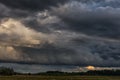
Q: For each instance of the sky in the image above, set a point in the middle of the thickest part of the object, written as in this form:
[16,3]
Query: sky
[67,35]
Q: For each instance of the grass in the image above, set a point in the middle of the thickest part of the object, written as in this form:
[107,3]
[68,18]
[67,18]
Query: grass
[59,77]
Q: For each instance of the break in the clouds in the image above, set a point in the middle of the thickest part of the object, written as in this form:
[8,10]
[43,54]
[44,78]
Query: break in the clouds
[57,32]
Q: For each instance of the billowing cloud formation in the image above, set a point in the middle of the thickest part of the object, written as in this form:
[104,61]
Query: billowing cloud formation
[78,32]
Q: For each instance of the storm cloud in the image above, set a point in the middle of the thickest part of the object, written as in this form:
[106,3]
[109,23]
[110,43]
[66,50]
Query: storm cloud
[69,32]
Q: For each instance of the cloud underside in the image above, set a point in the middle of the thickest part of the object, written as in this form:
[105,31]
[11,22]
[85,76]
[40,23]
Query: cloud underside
[73,32]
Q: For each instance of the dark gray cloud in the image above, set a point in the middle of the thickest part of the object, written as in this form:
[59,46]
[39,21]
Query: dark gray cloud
[32,4]
[72,32]
[95,18]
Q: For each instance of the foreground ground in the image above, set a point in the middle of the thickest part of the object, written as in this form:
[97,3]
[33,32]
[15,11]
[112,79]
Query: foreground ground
[59,77]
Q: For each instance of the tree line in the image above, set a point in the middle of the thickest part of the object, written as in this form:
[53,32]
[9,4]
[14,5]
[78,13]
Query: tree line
[10,71]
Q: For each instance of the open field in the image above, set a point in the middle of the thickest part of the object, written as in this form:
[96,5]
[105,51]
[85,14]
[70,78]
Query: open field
[59,77]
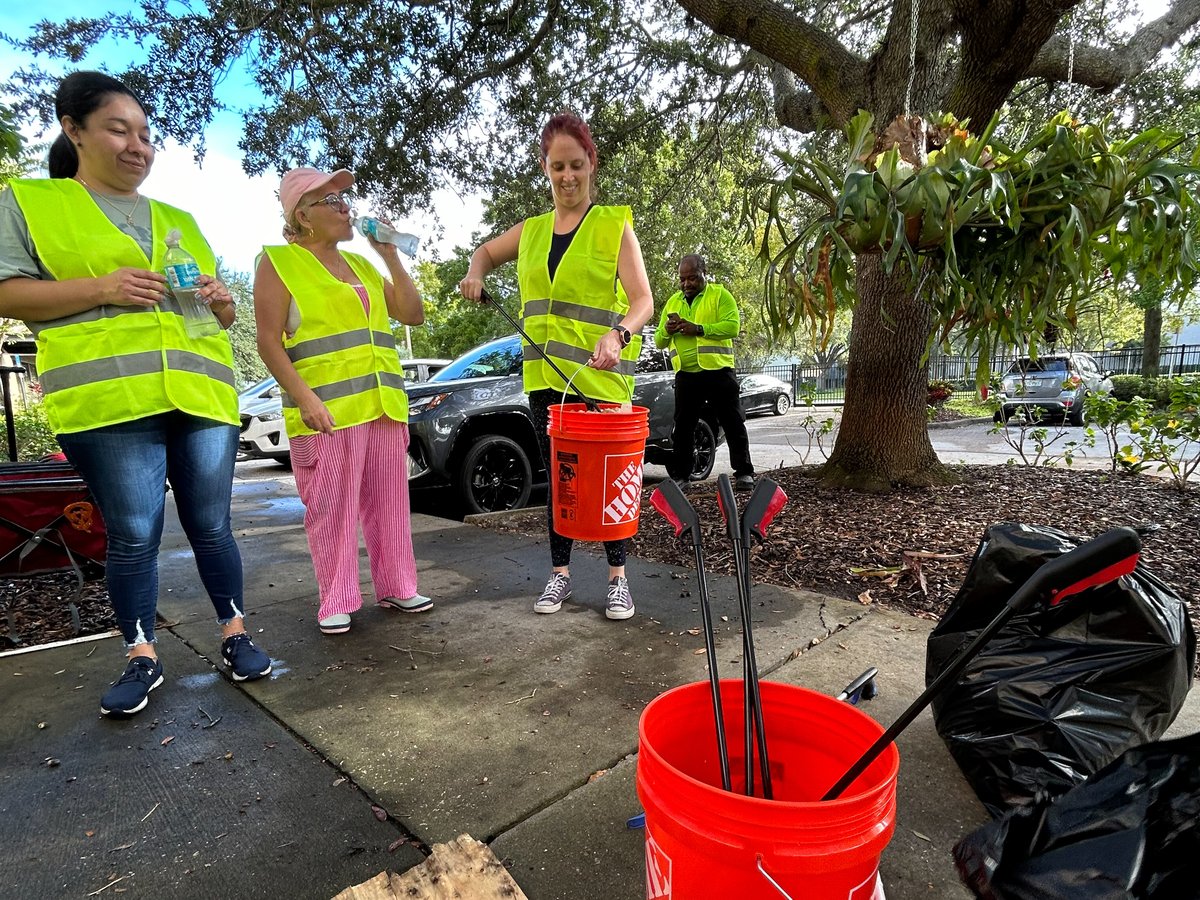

****************

Short exercise
Rewrite the listing above with every "thickest part" changed to "widest part" and everything else left as it is, leaving out the pictures.

Written answer
Q: For each instance of the sky in the image above, set a point in the middle of the widest part of the object, written as in this form:
[16,3]
Query: sky
[67,35]
Q: For each instance of the grass in the image above, set a point in the middle of the widest part of the object, written as in this form:
[107,3]
[68,18]
[67,18]
Query: grass
[59,77]
Q: For each instance of the break in the clouds in the image above, set a point in the middle of the widest part of the object, written as in this form:
[8,10]
[43,54]
[44,78]
Query: break in the clouds
[57,32]
Q: For each instance of the billowing cloud formation in the image above, set a point in the middle of the widest part of the object, written as in this form:
[104,61]
Query: billowing cloud formation
[78,32]
Q: For each instance of the storm cloud in the image above, set a point in the middle of the widest part of the object, written as in this form:
[106,3]
[109,23]
[110,43]
[66,50]
Query: storm cloud
[69,32]
Q: For each instance of the cloud underside in the image above, set a point in the middle of the widest part of the object, written as in this form:
[105,31]
[11,22]
[85,76]
[40,23]
Query: cloud underside
[73,32]
Q: For each instance of the dark gray cloud in the image above, set a point in the middle of the widest part of the object, written as in this form:
[59,46]
[39,21]
Query: dark gray cloud
[32,4]
[72,32]
[95,18]
Q: For each instance of the foreground ground in the image above, set a point in the middle of the widest part of the object, written as in this form:
[97,3]
[33,32]
[15,11]
[112,79]
Query: foreground ground
[59,77]
Q: For each instance of the tree line in the image above, set a point in the middle of the widest part of the object, written as in this form:
[53,32]
[9,4]
[14,5]
[78,13]
Query: tree line
[10,71]
Q: For each instance of the open field in the image above, set a point in the middle of the widest part of the object, written as in this form:
[96,5]
[105,51]
[85,14]
[70,78]
Query: open field
[59,77]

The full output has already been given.